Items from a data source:
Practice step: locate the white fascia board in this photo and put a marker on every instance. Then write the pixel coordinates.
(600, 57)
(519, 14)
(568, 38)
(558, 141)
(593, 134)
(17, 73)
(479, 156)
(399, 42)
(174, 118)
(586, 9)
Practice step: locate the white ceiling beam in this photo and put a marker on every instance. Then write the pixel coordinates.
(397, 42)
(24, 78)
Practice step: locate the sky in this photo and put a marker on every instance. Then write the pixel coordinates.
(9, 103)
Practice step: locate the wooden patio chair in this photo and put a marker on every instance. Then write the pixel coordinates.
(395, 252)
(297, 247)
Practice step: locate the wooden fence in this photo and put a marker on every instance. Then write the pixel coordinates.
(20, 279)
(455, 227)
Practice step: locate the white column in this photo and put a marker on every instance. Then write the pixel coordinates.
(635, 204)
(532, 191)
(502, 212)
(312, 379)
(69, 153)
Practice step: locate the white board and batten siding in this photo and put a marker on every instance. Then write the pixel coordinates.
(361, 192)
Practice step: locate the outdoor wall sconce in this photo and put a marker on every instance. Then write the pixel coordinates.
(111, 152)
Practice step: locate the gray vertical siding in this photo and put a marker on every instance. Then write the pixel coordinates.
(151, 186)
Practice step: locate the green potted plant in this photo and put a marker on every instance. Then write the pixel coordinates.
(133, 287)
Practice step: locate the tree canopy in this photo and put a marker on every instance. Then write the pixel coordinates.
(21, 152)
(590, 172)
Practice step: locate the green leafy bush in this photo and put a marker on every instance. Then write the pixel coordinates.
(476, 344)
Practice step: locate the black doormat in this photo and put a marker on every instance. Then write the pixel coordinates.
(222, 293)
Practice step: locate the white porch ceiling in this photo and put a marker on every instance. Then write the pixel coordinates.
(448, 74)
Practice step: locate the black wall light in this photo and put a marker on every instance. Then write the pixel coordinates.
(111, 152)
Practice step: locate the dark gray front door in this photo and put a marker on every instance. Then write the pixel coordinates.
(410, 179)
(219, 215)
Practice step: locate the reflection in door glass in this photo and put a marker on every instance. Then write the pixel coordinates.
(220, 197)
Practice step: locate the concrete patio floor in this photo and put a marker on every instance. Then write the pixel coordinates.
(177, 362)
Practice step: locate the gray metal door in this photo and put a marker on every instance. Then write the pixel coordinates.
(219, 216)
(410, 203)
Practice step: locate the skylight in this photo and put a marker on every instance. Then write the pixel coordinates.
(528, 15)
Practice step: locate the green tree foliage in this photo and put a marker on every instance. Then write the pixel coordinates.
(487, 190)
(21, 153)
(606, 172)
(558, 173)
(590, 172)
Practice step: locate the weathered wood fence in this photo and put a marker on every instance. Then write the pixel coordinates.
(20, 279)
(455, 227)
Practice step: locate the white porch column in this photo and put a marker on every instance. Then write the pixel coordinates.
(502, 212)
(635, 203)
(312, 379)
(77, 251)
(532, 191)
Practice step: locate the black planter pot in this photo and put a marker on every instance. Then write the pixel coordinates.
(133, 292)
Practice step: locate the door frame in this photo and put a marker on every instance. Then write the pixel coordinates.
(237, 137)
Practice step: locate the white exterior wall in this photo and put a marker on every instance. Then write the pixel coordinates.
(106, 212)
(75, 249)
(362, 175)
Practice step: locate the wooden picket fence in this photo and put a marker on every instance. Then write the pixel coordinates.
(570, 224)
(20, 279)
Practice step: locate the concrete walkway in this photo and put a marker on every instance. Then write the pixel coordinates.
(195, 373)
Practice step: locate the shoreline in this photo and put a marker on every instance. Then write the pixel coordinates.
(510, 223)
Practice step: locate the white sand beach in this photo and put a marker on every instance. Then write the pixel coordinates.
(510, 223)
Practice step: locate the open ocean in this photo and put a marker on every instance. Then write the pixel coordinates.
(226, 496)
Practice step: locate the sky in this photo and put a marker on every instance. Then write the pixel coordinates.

## Action item
Every entry needs to be copied again, word for word.

## Solved exercise
Practice step: locate the white fascia board in this photo and put a marker on every instance. Then write the pixel coordinates.
(600, 57)
(519, 14)
(568, 38)
(558, 141)
(593, 134)
(17, 73)
(479, 156)
(399, 42)
(174, 118)
(586, 9)
Practice step: locate the white ceiling beam in this photo and put a marker on every instance. Then write the pixel coordinates.
(397, 42)
(24, 78)
Practice step: locate the sky in this photo and put a marker on every instance. Then write the pixel coordinates.
(9, 103)
Practice step: locate the wooden patio chair in this photo and put a marker on every instance. Then write the pixel coordinates.
(395, 252)
(297, 247)
Practice step: locate the wooden fence in this photo and put a marker on every instance. Then write the pixel coordinates.
(20, 279)
(455, 227)
Practice step: locate the white column in this photo and put a marker on every instance. Then write the pixel coordinates.
(635, 204)
(532, 191)
(502, 212)
(312, 379)
(69, 153)
Practice step: locate the white board and batten siding in this photo and put a marker on every instance. Then write the pixel coordinates.
(361, 192)
Practice step: locate the outdoor wall sconce in this photo and put a marker on every instance. Then write the pixel coordinates.
(111, 152)
Practice step: locate the gray vertical siding in this photo and put a marker on every instance. Then write the pixel coordinates.
(151, 186)
Practice step: locate the green potted plant in this photo and put a marker on every instance. Then write the pixel coordinates.
(133, 287)
Practice step: locate the tree canopy in this photo and put a marker on every instance. Then write the pixel coordinates.
(21, 152)
(590, 172)
Practice step: locate the green leafy bush in this photo and put a marker on every instance. Then write the pixel coordinates.
(476, 344)
Practice step: locate the black doormat in this photo and put a marker on every instance. Then write the pixel coordinates.
(222, 293)
Practice step: locate the white porch ceiling in this photo and put a marker on every instance. Then write the pixel coordinates.
(448, 74)
Practice step: locate the black wall light in this photo and put a marker on every instance. Then write the pixel coordinates.
(111, 152)
Practice step: locate the dark gray front door in this photo and put a marker on every instance. Then write the pixel coordinates.
(410, 179)
(219, 215)
Practice step: locate the reflection in door glass in this photo and put a marker on every instance. Then write the pixel coordinates.
(220, 197)
Practice step: locate the concrete patio floor in this photo and put a marker on every instance. Then write the pixel coordinates.
(177, 362)
Practice step: locate the gray metal door in this photo and put a marker on every instance. Then write the pixel coordinates.
(219, 216)
(410, 203)
Practice step: locate the skylight in this photo and put a marker on every instance. Then write the pixel coordinates.
(528, 15)
Practice step: locate the green tree foliage in this photo and put a marker on every instance. Then write the pixel coordinates.
(487, 190)
(21, 153)
(606, 172)
(558, 173)
(590, 172)
Practice step: locate the weathered wood fence in this photo and put a marker on every instance. Then write the pixel coordinates.
(20, 279)
(455, 227)
Practice step: locate the white porch column in this photo and put a marker on every instance. Then write the pixel coordinates.
(502, 212)
(635, 203)
(312, 379)
(77, 251)
(532, 191)
Practice step: locate the black planter pot in this photo and put a marker on every instance. Then write the pixel coordinates.
(133, 292)
Practice step: locate the door frame in this photo and put a marker on every instance. Then write the pixel coordinates.
(237, 137)
Practice step: locate the white exterior wall in this photo and put a marker on every instance. Then write the pixel coordinates.
(106, 212)
(75, 249)
(362, 175)
Practice step: locate the wooden picket fence in this photo and put a marker on every instance. Then write the pixel coordinates.
(570, 224)
(20, 279)
Practice step: locate the concrete walkway in this photo and put a marker on every instance. Then write the pixel coordinates.
(195, 373)
Practice step: locate the shoreline in this photo and put a marker on every instance. Then write the pixel coordinates.
(510, 223)
Practice step: locate the white sand beach in this photo and put a marker on every instance. Then write the pixel coordinates.
(510, 223)
Practice step: locate the open ocean in this photo and put a marker on every instance. Then write the pixel coordinates.
(226, 496)
Practice step: locate the sky in this photo and put a marker on every instance. Then write the pixel coordinates.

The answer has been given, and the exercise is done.